EXCERPT TO READ
──────

Strong’s burrata preparation served with grilled levain, inspired by sour cream and onion dip.
Strong’s burrata preparation served with grilled levain, inspired by sour cream and onion dip. (Grace Cheung)

Switching from France to an American football tailgate favorite, sour cream and onion dip is the inspiration for Strong’s burrata preparation served with grilled levain ($14). Strong considers burrata a near “perfect food” and wanted to think outside the burrata ball beyond just topping the cheese with a garnish or two like is the customary preparation. To tweak but not disturb such a fantastic original ingredient, the chef incorporates crème fraiche, folds them together with deeply cooked spring onions accented by lemon zest, and all together achieves the smooth-meets-chunky consistency of cottage cheese curds with the plush richness of burrata.

Another one of the many additional ways that he is changing up the restaurant status quo is service. As mentioned earlier, ordering is done by hand. Just check off the items that you’d like. Of course, servers are on hand to explain the difference between obscure Italian regions on the wine list (most wines are from Italy but the roster is always open to a few California or other European exceptions) or answer what “Pane Distrutto” even means (answer: destroyed bread). There is no robot making the pasta or tablets to order on or servers hawking small plates from carts.

An ordering menu at Prairie.
An ordering menu at Prairie. (Grace Cheung)

──────

Stored data
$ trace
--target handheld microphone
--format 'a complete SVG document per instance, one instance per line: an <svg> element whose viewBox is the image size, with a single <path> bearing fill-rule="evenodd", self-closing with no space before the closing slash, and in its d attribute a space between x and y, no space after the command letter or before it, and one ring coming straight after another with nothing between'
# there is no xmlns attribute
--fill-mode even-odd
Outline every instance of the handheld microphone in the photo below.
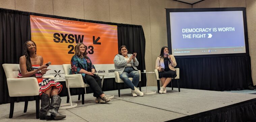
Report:
<svg viewBox="0 0 256 122"><path fill-rule="evenodd" d="M51 62L48 62L48 63L47 63L46 64L45 64L45 65L47 66L49 66L49 65L51 65L51 64L52 63Z"/></svg>
<svg viewBox="0 0 256 122"><path fill-rule="evenodd" d="M167 54L167 57L168 57L168 61L169 62L169 63L171 63L171 61L170 60L170 58L169 58L169 55L170 55L169 54Z"/></svg>

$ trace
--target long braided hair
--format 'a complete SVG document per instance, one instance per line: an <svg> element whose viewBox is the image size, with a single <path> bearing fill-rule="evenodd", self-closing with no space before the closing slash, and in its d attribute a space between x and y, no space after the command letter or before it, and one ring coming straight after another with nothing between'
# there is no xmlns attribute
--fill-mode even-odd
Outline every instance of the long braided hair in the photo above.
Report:
<svg viewBox="0 0 256 122"><path fill-rule="evenodd" d="M25 42L24 44L24 52L25 53L25 57L26 57L26 65L27 66L27 70L28 71L30 71L33 70L33 68L32 68L32 64L31 63L31 60L30 60L30 58L29 55L29 52L28 52L28 48L27 47L27 43L29 41L32 41L35 44L35 54L36 54L36 45L35 44L35 43L34 41L32 40L29 40ZM32 76L33 77L35 77L35 74L34 74Z"/></svg>

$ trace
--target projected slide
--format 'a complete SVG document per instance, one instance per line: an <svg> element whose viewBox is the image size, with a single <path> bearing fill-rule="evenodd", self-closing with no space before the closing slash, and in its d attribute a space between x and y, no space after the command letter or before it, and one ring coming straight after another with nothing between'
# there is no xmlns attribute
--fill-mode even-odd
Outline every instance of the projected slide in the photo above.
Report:
<svg viewBox="0 0 256 122"><path fill-rule="evenodd" d="M246 53L243 11L170 12L174 56Z"/></svg>

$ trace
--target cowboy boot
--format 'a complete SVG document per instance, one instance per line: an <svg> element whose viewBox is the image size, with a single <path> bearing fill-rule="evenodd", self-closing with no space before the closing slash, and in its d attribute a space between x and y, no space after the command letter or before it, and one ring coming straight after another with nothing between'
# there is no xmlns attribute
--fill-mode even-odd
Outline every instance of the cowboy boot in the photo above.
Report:
<svg viewBox="0 0 256 122"><path fill-rule="evenodd" d="M47 120L53 119L56 120L59 120L66 118L66 116L61 114L58 112L60 106L61 101L61 99L59 96L54 95L52 96L51 106L45 116Z"/></svg>
<svg viewBox="0 0 256 122"><path fill-rule="evenodd" d="M45 119L45 115L50 106L50 98L46 94L41 95L41 109L39 113L40 120Z"/></svg>

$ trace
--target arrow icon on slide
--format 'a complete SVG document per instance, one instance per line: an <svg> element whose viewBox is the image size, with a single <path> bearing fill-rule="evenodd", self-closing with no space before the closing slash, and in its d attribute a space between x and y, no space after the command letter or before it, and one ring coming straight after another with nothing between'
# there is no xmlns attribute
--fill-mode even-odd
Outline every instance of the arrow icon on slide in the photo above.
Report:
<svg viewBox="0 0 256 122"><path fill-rule="evenodd" d="M211 37L212 36L212 35L210 33L207 33L207 34L208 34L208 38L211 38Z"/></svg>

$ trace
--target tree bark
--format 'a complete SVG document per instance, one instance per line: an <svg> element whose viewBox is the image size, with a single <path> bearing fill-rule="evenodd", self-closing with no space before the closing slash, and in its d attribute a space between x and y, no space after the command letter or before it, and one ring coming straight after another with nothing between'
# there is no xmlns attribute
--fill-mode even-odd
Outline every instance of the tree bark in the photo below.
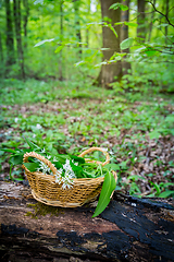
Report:
<svg viewBox="0 0 174 262"><path fill-rule="evenodd" d="M0 187L1 261L174 261L174 202L114 192L105 211L46 206L30 189Z"/></svg>
<svg viewBox="0 0 174 262"><path fill-rule="evenodd" d="M29 7L28 7L28 0L23 0L23 5L25 8L24 10L24 49L27 48L27 23L28 23L28 15L29 15Z"/></svg>
<svg viewBox="0 0 174 262"><path fill-rule="evenodd" d="M87 11L90 13L90 0L87 1ZM89 47L89 29L86 29L86 47Z"/></svg>
<svg viewBox="0 0 174 262"><path fill-rule="evenodd" d="M170 1L166 0L166 10L165 10L165 15L169 15L169 5L170 5ZM167 44L167 26L165 26L165 44Z"/></svg>
<svg viewBox="0 0 174 262"><path fill-rule="evenodd" d="M123 4L128 7L128 10L122 11L122 22L124 21L129 21L129 0L122 1ZM122 25L121 27L121 41L125 40L128 38L128 26L127 25ZM124 52L129 53L129 48L125 49ZM126 57L123 58L122 60L122 71L123 75L127 74L130 72L130 63L126 61Z"/></svg>
<svg viewBox="0 0 174 262"><path fill-rule="evenodd" d="M74 1L74 11L75 11L75 31L76 31L76 39L78 41L78 48L79 48L79 57L82 57L83 50L82 50L82 35L80 35L80 24L79 24L79 0L73 0Z"/></svg>
<svg viewBox="0 0 174 262"><path fill-rule="evenodd" d="M156 0L153 0L153 4L156 5ZM150 41L151 39L151 33L152 33L152 26L153 26L153 23L152 23L152 20L154 19L154 9L153 7L151 8L151 22L150 22L150 26L149 26L149 35L148 35L148 41Z"/></svg>
<svg viewBox="0 0 174 262"><path fill-rule="evenodd" d="M146 38L146 24L145 24L145 0L137 0L138 16L137 16L137 37Z"/></svg>
<svg viewBox="0 0 174 262"><path fill-rule="evenodd" d="M17 57L18 57L18 63L21 68L21 78L25 79L24 53L23 53L22 31L21 31L21 0L13 0L13 12L14 12L14 21L15 21L15 36L16 36L16 43L17 43Z"/></svg>
<svg viewBox="0 0 174 262"><path fill-rule="evenodd" d="M102 60L108 62L114 52L120 52L120 26L114 26L114 23L121 21L121 11L120 9L116 10L109 9L113 3L115 3L114 0L108 1L100 0L100 2L102 19L104 20L104 17L109 17L112 26L115 28L117 33L116 37L109 27L102 26L102 41L103 41L102 46L103 48L105 48L105 50L102 51L103 55ZM108 86L109 83L117 81L121 78L122 78L122 64L121 61L117 61L102 64L101 71L96 82L98 83L98 85Z"/></svg>
<svg viewBox="0 0 174 262"><path fill-rule="evenodd" d="M60 44L63 41L63 1L60 1ZM59 80L63 81L63 50L60 51L60 61L59 61Z"/></svg>
<svg viewBox="0 0 174 262"><path fill-rule="evenodd" d="M13 19L10 8L10 0L5 0L5 16L7 16L7 66L15 62L14 38L13 38Z"/></svg>

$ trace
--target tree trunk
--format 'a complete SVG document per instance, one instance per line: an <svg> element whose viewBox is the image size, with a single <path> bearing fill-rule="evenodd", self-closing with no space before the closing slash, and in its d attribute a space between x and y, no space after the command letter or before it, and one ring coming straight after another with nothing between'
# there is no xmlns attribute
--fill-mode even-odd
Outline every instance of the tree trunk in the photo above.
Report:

──────

REQUIRED TASK
Please extract the part of the restaurant passage starting at "Another one of" and ending at "plates from carts.", copying it word for word.

TASK SOLUTION
Another one of the many additional ways that he is changing up the restaurant status quo is service. As mentioned earlier, ordering is done by hand. Just check off the items that you’d like. Of course, servers are on hand to explain the difference between obscure Italian regions on the wine list (most wines are from Italy but the roster is always open to a few California or other European exceptions) or answer what “Pane Distrutto” even means (answer: destroyed bread). There is no robot making the pasta or tablets to order on or servers hawking small plates from carts.